> Description of the task: List every question that the passage below on Ireland's housing crisis asks.

> Document passage:
Housing is at a crossroads in Ireland. We can continue lurching from crisis to crisis with “Generation Rent”, the homeless, and future generations locked out of affordable homes; or we can tackle the roots of the problem.
More than a third of people in their 40s here are renting. They are less likely to obtain a mortgage and more likely to be lifetime renters. What will happen to these renters at age 65? Will we see them retiring into homelessness? Ireland has one of the highest rates in the European Union of young adults living at home with their parents.
The economic fallout of coronavirus meanwhile is compounding these trends, exacerbating the growing gap between housing “haves” and “have-nots” that excludes young people, professionals, low- and middle-income earners from home ownership.
So who is going to build the homes to meet this need? The current approach to social housing provision is ineffective as it mainly involves acquiring or leasing units from the private sector. The State is compounding the supply deficit and driving house and rent prices in the process, rather than doing what it should be doing, which is providing significant additional supply.
This is also inefficient spending on the part of the State. Research by the Society of Chartered Surveyors Ireland (SCSI) suggests that social housing can be delivered at €140,000 per unit cheaper than private housing. The €1 billion being spent annually by the State on rental and leasing schemes could instead be used to deliver 40,000 permanent social homes over the next decade.

> Supplied data:
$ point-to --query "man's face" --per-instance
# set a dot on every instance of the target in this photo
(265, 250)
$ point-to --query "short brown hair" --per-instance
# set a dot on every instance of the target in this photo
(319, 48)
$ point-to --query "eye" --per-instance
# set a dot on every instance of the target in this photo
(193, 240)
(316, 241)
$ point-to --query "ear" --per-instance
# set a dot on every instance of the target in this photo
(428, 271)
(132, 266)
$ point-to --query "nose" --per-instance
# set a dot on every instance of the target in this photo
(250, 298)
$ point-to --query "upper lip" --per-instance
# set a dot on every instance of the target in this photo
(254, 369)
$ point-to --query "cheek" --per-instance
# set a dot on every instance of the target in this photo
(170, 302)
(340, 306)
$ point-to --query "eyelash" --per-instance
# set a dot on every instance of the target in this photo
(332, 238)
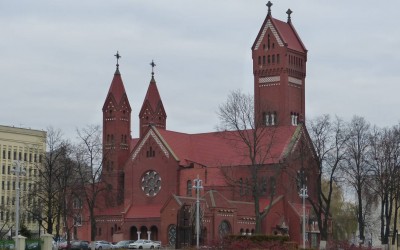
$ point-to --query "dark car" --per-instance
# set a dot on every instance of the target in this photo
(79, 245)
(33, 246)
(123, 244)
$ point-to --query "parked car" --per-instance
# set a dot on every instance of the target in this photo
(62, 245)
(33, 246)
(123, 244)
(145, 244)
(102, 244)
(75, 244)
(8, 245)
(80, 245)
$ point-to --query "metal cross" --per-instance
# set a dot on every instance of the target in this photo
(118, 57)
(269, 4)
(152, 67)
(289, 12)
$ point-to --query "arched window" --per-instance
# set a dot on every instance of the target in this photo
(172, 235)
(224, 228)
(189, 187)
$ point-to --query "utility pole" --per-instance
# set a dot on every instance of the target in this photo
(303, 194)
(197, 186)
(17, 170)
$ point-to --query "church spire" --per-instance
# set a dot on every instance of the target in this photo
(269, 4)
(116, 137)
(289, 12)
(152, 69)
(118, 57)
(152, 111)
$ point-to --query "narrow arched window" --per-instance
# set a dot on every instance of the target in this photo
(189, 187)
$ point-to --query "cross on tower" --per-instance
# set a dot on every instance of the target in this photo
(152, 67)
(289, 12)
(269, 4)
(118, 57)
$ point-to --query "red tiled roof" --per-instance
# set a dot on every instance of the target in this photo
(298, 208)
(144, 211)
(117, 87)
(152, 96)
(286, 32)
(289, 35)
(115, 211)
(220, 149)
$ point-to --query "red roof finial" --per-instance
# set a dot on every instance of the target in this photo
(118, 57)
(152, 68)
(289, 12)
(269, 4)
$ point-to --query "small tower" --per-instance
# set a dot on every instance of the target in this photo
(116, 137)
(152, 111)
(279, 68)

> Solved problem:
- What will happen to these renters at age 65?
- Will we see them retiring into homelessness?
- So who is going to build the homes to meet this need?